◆ **What the task asks**
Arrange the data below as a Markdown table with two columns, Row and Data line, covering the lines from the first line of the data to the line containing "x=237, y=159", both included. Number each line and leave out any blank lines.

◆ **Records for the task**
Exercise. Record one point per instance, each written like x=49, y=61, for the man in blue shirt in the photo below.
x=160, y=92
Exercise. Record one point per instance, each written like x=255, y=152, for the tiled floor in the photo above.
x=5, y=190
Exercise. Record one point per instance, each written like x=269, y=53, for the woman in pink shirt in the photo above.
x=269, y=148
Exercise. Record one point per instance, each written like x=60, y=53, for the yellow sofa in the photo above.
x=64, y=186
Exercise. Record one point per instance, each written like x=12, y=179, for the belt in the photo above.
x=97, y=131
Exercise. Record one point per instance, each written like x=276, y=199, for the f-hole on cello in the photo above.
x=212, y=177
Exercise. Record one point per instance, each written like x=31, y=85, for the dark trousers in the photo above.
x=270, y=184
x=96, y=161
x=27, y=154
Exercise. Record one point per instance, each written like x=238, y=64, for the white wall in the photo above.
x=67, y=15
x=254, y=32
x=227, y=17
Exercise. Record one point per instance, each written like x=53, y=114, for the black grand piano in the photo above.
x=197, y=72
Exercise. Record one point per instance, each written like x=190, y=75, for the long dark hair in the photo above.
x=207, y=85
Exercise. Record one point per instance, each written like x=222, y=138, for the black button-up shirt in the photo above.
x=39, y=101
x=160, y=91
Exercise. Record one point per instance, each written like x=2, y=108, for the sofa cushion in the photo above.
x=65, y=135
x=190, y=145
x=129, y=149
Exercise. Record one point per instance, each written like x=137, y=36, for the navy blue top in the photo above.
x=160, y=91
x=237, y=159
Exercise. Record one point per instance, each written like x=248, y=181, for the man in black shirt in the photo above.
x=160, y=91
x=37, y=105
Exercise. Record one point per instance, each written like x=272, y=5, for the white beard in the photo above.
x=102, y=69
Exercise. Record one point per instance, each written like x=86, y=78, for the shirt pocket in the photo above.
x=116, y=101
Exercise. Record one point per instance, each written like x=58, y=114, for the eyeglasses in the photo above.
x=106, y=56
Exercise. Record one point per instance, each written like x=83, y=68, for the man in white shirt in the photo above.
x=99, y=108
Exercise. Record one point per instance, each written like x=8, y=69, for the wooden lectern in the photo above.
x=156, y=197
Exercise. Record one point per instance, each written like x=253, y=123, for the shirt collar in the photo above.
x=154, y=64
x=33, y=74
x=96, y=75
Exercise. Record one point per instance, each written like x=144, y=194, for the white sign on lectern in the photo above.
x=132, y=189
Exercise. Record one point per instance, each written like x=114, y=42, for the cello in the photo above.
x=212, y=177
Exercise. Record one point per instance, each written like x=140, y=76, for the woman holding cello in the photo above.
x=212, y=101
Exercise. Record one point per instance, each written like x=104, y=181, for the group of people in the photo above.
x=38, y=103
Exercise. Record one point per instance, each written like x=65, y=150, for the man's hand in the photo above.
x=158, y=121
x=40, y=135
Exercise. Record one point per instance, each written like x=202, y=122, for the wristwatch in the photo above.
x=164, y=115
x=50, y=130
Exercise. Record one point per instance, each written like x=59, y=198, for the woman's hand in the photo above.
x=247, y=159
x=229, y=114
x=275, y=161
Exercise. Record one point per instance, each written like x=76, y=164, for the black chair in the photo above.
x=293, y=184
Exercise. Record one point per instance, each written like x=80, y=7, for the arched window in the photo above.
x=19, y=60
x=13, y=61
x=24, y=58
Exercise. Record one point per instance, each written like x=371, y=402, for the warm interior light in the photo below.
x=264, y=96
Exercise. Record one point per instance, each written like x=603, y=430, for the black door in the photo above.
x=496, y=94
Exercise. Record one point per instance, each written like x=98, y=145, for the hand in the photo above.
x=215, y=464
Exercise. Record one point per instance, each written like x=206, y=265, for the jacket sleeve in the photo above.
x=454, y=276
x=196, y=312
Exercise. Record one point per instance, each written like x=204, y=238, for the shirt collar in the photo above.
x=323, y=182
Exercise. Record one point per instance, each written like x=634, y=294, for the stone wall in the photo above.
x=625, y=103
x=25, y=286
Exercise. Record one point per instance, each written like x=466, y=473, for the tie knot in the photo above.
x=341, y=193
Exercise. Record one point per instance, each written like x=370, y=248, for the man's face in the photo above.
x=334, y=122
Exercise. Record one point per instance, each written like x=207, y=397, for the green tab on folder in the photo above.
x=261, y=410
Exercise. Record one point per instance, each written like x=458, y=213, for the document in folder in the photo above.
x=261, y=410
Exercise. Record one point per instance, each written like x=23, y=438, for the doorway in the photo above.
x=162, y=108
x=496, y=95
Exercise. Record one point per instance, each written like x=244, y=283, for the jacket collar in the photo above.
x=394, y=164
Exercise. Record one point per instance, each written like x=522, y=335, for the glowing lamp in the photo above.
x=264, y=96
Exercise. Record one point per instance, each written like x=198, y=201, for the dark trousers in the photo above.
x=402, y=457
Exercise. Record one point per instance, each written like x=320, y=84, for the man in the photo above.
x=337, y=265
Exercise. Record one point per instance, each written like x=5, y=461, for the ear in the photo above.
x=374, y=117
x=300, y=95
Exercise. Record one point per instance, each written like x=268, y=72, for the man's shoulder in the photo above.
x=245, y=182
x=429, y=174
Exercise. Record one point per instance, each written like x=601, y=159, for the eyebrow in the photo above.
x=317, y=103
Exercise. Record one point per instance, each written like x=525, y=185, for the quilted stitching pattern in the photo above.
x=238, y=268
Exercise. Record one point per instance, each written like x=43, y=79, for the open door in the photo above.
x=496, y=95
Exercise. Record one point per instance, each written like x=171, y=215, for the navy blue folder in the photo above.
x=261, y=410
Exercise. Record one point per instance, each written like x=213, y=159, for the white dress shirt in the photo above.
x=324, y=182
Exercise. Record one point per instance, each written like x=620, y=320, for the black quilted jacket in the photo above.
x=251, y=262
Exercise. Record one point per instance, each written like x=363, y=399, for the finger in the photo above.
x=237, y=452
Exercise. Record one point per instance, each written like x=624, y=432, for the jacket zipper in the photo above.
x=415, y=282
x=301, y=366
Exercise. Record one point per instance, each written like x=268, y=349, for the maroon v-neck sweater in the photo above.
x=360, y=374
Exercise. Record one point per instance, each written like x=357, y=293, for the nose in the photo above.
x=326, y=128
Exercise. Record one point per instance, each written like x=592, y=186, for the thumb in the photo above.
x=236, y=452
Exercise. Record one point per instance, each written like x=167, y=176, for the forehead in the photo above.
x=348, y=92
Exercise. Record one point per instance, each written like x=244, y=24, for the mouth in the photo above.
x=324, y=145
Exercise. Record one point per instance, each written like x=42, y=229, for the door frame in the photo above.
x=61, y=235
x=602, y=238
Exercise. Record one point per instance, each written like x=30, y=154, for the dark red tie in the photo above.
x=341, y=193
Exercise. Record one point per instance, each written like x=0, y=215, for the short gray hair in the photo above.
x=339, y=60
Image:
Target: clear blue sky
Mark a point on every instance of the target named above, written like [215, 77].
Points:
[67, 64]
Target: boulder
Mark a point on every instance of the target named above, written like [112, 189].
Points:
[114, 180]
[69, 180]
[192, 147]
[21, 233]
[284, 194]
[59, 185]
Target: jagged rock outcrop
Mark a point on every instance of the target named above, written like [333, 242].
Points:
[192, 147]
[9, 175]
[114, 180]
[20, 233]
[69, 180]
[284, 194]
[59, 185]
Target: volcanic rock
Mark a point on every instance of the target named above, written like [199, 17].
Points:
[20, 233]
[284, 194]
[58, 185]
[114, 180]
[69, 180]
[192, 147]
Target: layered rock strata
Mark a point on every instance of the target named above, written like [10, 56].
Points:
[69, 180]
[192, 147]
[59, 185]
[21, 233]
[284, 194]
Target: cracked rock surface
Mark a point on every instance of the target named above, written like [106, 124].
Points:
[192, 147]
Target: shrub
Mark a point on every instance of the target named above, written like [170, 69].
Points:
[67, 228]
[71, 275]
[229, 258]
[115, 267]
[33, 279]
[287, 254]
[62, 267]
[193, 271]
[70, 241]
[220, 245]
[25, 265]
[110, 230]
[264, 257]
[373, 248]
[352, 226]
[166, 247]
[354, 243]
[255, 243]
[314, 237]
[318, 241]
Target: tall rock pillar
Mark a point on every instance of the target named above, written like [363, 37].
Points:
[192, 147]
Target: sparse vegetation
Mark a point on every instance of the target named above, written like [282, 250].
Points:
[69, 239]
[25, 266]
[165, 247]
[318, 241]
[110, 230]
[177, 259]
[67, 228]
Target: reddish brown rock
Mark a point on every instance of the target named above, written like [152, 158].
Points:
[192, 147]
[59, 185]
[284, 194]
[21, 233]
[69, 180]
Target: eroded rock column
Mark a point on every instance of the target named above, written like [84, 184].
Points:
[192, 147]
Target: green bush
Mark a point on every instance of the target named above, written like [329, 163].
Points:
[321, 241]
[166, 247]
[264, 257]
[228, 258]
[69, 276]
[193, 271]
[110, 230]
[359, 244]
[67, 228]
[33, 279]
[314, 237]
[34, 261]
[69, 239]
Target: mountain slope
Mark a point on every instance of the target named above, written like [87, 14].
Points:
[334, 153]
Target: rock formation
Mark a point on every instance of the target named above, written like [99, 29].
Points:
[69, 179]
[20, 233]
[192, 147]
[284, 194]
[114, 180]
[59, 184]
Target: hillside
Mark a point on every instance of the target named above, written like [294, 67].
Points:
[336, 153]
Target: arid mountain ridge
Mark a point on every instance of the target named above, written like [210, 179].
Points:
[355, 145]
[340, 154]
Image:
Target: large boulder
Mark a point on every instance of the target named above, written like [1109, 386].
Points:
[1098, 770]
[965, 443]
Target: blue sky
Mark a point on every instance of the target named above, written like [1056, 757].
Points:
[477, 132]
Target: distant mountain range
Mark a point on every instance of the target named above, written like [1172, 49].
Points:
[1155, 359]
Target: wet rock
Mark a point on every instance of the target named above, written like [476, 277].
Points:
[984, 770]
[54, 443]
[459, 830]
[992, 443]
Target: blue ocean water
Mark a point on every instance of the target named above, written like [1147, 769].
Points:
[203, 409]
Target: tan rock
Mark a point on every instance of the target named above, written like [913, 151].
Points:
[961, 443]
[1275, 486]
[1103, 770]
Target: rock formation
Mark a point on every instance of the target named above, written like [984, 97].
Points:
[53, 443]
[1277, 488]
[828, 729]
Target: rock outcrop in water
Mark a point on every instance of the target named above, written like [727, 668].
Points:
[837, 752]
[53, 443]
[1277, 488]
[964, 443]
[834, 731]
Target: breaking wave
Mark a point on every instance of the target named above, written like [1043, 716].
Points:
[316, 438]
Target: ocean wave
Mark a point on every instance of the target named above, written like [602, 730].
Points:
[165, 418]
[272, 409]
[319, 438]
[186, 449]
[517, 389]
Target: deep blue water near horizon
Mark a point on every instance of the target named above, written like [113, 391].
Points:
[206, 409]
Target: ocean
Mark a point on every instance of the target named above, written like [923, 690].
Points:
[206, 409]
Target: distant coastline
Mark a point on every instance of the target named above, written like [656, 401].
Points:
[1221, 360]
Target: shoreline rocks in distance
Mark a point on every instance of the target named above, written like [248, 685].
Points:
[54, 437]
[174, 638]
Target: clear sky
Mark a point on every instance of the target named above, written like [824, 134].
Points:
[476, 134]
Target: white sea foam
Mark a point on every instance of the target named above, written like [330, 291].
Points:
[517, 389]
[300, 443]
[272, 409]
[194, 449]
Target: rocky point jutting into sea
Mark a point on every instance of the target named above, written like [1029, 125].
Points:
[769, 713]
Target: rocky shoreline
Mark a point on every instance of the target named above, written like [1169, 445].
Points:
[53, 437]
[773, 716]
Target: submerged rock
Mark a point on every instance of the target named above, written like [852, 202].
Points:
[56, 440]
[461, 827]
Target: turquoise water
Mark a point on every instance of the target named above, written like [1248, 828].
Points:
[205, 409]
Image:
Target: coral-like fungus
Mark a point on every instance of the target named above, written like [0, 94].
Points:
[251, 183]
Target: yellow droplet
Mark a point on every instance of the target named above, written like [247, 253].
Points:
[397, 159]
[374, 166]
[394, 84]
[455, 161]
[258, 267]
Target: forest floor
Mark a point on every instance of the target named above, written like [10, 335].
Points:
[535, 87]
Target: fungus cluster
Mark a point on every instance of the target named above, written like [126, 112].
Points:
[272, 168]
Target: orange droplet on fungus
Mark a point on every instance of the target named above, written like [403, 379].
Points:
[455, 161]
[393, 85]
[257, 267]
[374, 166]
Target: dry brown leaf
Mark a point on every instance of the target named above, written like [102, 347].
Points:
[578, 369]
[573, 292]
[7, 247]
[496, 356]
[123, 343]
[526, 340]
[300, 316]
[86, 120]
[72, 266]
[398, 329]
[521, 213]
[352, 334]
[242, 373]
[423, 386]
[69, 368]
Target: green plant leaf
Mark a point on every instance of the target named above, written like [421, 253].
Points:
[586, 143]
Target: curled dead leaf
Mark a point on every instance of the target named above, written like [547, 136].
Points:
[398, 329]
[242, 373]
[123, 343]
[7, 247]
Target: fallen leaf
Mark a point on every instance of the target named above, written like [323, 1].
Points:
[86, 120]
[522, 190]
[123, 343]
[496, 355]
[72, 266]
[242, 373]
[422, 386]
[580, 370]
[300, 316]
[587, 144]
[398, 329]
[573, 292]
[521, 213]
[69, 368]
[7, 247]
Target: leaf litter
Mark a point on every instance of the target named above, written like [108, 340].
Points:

◆ **Written response**
| Row | Data line |
|---|---|
| 1 | Exercise. Record one point per instance, each written like x=49, y=61, for the man in blue shirt in the photo below. |
| 2 | x=160, y=92 |
| 3 | Exercise. Record one point per instance, each written like x=255, y=152, for the tiled floor in the photo above. |
| 4 | x=5, y=190 |
| 5 | Exercise. Record one point per instance, each written like x=269, y=53, for the woman in pink shirt in the photo above. |
| 6 | x=269, y=148 |
| 7 | Exercise. Record one point per instance, each written like x=60, y=53, for the yellow sofa in the photo above. |
| 8 | x=64, y=186 |
| 9 | Exercise. Record one point per instance, each written like x=12, y=179, for the belt in the photo above. |
| 10 | x=97, y=131 |
| 11 | Exercise. Record one point per instance, each written like x=276, y=199, for the f-hole on cello in the photo above. |
| 12 | x=212, y=177 |
| 13 | Exercise. Record one point per instance, each written like x=31, y=85, for the dark trousers in the photo above. |
| 14 | x=270, y=184 |
| 15 | x=96, y=161 |
| 16 | x=27, y=154 |
| 17 | Exercise. Record one point per instance, each written like x=238, y=64, for the white wall in the photo above. |
| 18 | x=67, y=15 |
| 19 | x=254, y=32 |
| 20 | x=227, y=17 |
| 21 | Exercise. Record one point per instance, each written like x=53, y=114, for the black grand piano in the photo above. |
| 22 | x=197, y=72 |
| 23 | Exercise. Record one point per instance, each written like x=190, y=75, for the long dark hair in the photo above. |
| 24 | x=207, y=85 |
| 25 | Exercise. Record one point per instance, each written like x=222, y=138, for the black button-up shirt in the photo above. |
| 26 | x=39, y=101 |
| 27 | x=160, y=91 |
| 28 | Exercise. Record one point per instance, each written like x=2, y=108, for the sofa cushion in the photo above. |
| 29 | x=65, y=135 |
| 30 | x=190, y=145 |
| 31 | x=129, y=149 |
| 32 | Exercise. Record one point per instance, each written like x=137, y=36, for the navy blue top in the photo above. |
| 33 | x=160, y=91 |
| 34 | x=237, y=159 |